>> Begin Input data

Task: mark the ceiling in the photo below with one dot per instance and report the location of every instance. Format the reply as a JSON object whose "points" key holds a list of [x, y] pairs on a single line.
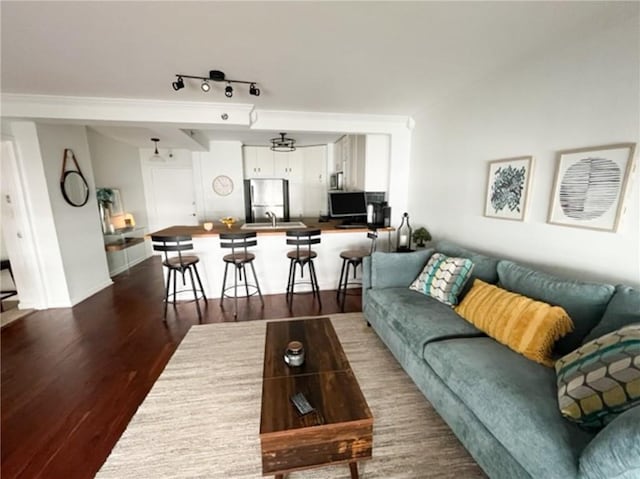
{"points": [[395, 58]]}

>> End Input data
>> Begin Input data

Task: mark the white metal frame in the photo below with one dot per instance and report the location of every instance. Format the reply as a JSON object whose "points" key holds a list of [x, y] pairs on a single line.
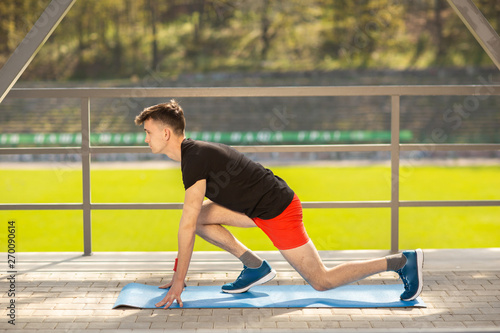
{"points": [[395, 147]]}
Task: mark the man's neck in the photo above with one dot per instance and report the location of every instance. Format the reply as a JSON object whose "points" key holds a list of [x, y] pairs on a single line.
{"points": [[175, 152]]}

>> End Input data
>> Begin Input data

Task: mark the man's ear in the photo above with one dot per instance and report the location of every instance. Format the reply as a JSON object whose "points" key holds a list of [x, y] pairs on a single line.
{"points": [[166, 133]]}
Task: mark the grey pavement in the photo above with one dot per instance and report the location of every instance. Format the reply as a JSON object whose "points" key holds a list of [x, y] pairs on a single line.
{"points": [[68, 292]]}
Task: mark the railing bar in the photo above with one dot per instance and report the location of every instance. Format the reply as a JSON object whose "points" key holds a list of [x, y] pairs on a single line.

>> End Input data

Exercise goal: Retype, without any alteration, everything from the line containing "Task: mark the grey" down to the line containing "Task: mark the railing", including both of those lines.

Task response:
Task: mark the grey pavement in the photo above with one dot per instance and report the location of every instance. Format the reply as a JSON object whose "points" key holds a list of [x, y] pairs on a single line.
{"points": [[68, 292]]}
Task: mark the railing bar in the photo above with one dot per instance and report the location of every instance. Format the reply as a JSON object whose "points" key holds a list of [x, y] pairs on a single line.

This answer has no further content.